** Opening EXCERPT block **
Maybe someone has an idea. I have performed TCR repertoire on blood from several patients with an autoimmune, genetic, disorder.
I have found they have a shorter CDR3B length than healthy controls (43.7 vs. 43.4 nucleotides. p<0.01)
BUT there are no differences in number of N insertions or deletions.
What else can explain a shorter TCR?
One way would just be to use TRBD1 a bit more often, as it’s shorter than TRBD2:
>K02545|TRBD1*01|Homo sapiens|F|D-REGION|82..93|12 nt|1| | | | |12+0=12| | | gggacagggggc >X02987|TRBD2*01|Homo sapiens|F|D-REGION|140..155|16 nt|1| | | | |16+0=16| | | gggactagcggggggg
However when you say that insertions/deletions are the same, you have to appreciate that those values are an artifact of how the sequences look in the final rearrangement, not actually what happened - e.g. you can’t tell the difference between a base being removed and then the same base being reintroduced.
If you combine that fact with two very small, very similar TRBD genes (which you won’t be able to distinguish in the majority of cases), it’s entirely possible that there are actually significant differences in non-templated insertion/deletions, and you’re just not able to see it.
** Closing EXCERPT block **
** Opening SUPPLIED MATERIAL block **
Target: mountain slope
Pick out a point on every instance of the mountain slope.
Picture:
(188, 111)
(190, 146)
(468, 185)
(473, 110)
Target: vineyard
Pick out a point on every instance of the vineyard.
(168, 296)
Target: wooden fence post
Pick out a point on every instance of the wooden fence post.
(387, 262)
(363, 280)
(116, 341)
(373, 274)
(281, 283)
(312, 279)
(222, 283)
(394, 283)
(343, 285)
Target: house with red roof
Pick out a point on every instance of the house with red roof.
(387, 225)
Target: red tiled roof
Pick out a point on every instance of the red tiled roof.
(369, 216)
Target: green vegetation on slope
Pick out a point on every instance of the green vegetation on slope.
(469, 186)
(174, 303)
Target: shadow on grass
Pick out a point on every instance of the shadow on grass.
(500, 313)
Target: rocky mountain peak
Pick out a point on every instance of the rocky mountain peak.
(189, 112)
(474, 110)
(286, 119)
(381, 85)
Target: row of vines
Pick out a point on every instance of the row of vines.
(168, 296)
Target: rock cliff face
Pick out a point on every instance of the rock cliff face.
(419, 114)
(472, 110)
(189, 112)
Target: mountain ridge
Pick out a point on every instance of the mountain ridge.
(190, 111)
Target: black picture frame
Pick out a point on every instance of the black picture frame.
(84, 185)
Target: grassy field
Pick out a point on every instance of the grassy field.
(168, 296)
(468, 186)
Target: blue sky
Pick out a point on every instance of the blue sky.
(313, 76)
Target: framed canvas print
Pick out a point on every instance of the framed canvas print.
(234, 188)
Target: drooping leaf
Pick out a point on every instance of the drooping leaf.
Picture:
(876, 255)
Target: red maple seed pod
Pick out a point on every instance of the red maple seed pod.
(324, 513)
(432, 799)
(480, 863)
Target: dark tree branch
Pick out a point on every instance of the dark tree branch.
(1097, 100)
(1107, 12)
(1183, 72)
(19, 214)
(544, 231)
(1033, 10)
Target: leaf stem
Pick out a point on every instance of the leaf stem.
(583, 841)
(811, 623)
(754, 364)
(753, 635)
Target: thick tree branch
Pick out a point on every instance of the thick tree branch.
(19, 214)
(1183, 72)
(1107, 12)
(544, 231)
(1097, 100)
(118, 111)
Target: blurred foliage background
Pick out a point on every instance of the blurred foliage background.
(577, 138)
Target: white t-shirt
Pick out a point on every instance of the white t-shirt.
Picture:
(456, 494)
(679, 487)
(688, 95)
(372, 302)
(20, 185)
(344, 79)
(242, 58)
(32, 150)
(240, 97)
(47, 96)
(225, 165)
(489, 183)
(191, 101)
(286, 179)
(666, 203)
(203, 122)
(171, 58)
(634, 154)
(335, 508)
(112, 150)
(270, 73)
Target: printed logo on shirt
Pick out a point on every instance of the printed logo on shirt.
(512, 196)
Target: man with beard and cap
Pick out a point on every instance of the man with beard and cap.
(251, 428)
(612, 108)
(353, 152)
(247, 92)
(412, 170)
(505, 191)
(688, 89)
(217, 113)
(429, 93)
** Closing SUPPLIED MATERIAL block **
EXPLORE THE MATERIAL:
a: Rewrite the TCR repertoire post from "I have found" to "insertions or deletions.", replacing "healthy controls" with "unaffected controls".
b: According to the TCR repertoire post, why would using TRBD1 more often give a shorter CDR3B?
These rows have no connection to the TCR repertoire post.

LIST OF SOLUTIONS:
a:
I have found they have a shorter CDR3B length than unaffected controls (43.7 vs. 43.4 nucleotides. p<0.01)
BUT there are no differences in number of N insertions or deletions.

b: TRBD1 is shorter than TRBD2 (12 nucleotides versus 16).